[Point localization data]

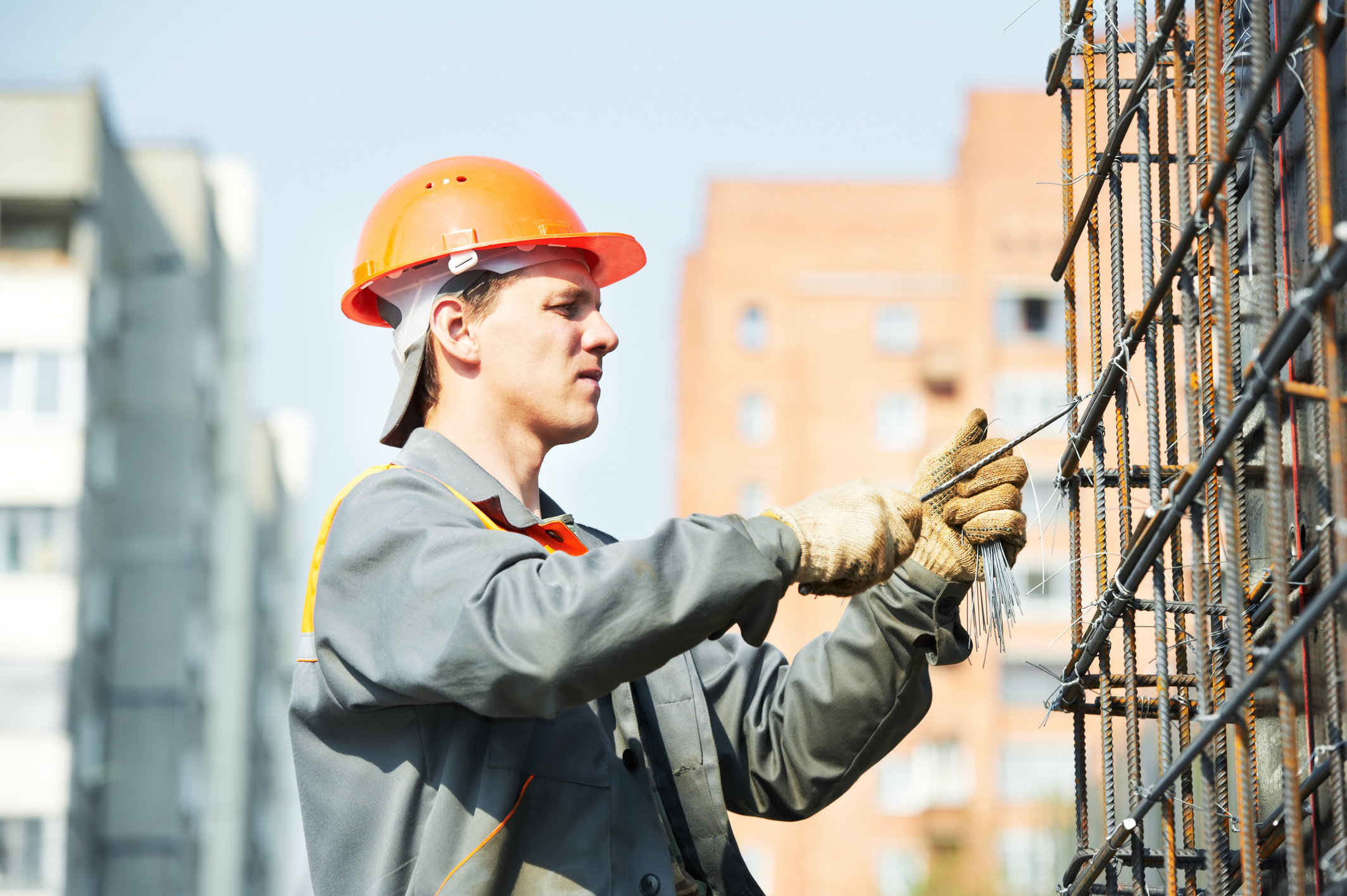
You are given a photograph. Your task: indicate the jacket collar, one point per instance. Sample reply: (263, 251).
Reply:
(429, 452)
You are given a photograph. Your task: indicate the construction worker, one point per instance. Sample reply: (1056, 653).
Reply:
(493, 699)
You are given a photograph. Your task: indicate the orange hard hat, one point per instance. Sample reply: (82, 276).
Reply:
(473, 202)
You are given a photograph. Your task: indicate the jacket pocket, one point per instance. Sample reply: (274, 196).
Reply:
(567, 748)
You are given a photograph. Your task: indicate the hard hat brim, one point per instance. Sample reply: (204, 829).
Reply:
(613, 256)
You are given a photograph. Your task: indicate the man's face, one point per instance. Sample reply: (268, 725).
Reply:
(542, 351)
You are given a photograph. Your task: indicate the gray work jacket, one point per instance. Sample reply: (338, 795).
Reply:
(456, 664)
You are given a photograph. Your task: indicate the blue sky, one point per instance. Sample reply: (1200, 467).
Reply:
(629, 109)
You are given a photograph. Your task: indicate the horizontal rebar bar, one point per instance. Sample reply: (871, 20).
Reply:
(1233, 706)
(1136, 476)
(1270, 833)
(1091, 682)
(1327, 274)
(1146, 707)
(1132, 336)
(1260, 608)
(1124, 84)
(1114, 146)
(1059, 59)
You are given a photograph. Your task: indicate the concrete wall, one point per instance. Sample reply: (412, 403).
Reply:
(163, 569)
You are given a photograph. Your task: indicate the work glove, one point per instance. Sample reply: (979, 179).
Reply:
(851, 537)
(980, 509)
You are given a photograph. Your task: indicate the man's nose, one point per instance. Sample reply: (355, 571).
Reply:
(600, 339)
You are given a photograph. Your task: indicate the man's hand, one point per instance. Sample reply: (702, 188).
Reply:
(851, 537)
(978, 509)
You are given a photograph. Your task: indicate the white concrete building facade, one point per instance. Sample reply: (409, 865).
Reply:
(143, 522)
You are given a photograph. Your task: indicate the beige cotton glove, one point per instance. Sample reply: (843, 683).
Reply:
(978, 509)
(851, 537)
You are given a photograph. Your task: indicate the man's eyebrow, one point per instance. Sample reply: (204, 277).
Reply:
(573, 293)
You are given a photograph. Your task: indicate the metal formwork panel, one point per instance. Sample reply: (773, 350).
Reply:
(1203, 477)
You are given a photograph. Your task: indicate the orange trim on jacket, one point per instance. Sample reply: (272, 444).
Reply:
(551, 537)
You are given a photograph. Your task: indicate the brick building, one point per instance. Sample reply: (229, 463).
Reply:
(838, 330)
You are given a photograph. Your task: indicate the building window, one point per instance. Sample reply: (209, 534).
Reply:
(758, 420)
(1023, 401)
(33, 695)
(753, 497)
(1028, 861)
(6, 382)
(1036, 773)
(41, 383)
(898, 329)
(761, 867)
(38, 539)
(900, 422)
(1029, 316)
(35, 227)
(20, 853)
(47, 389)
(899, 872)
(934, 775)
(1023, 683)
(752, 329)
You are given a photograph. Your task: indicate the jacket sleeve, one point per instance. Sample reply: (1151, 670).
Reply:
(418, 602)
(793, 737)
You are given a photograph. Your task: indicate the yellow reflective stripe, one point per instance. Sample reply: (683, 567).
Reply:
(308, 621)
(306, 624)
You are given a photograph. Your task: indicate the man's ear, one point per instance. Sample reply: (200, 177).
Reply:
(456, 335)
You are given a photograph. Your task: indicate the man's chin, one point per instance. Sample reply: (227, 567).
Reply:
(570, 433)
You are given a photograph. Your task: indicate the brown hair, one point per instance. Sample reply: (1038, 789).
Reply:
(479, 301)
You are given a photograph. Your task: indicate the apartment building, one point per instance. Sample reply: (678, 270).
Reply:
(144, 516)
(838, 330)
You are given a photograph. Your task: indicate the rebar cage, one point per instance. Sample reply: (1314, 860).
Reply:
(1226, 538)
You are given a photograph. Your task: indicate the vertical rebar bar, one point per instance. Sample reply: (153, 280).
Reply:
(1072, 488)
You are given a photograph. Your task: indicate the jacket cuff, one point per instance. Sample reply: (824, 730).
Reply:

» To do: Take every line from the records that holds "concrete" and copy it down.

» Your response:
You are given a photograph. Your task: indicate the concrete wall, one point per instance. Sample reply: (412, 403).
You are given a photograph. Your task: indicate the white concrete building facade, one point per instance. Sample reply: (409, 865).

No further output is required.